Problem description ▸
Search the data below for "bounding"; list each line that holds it.
***** Study material
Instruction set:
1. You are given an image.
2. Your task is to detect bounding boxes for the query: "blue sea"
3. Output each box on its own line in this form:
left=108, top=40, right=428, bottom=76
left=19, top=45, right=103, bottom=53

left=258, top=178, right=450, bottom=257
**********
***** Study material
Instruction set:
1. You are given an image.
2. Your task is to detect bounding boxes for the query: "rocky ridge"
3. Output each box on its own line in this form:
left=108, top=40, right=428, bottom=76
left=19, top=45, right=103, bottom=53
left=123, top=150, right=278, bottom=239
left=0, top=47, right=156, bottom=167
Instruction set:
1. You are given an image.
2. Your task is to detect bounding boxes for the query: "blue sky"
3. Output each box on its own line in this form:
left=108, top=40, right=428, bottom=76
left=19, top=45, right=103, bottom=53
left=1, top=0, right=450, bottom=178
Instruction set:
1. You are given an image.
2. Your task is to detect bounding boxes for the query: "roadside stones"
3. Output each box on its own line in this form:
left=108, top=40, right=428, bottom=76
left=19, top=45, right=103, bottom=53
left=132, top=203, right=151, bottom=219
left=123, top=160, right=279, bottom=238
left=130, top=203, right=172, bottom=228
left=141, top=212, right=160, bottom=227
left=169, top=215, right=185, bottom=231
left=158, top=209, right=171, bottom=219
**********
***** Study material
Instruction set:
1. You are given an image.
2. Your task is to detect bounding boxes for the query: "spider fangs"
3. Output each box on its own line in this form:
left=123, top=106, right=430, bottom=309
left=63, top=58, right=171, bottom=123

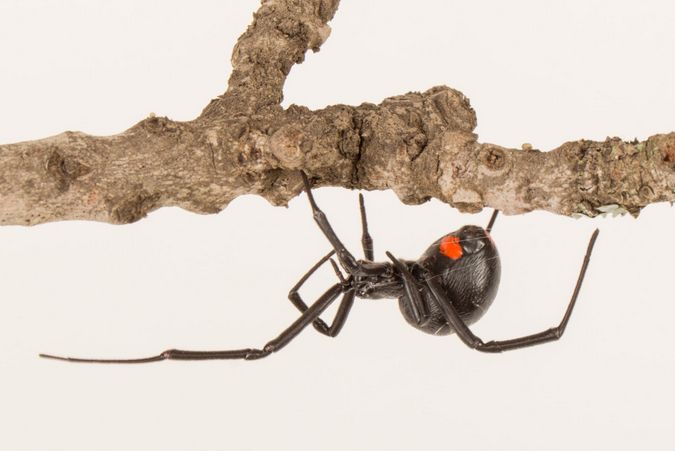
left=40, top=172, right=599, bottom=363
**********
Result below ▸
2. Your task is to detect bounding boxes for the query: "blue sea"
2. Your task is to detect bounding boxes for the query: "rocky ridge"
2. Your task is to detect bounding boxes for the query: "blue sky"
2. Your task is to detect bounding boxes for the query: "roadside stones"
2. Your task is to detect bounding boxes for the query: "spider fangs"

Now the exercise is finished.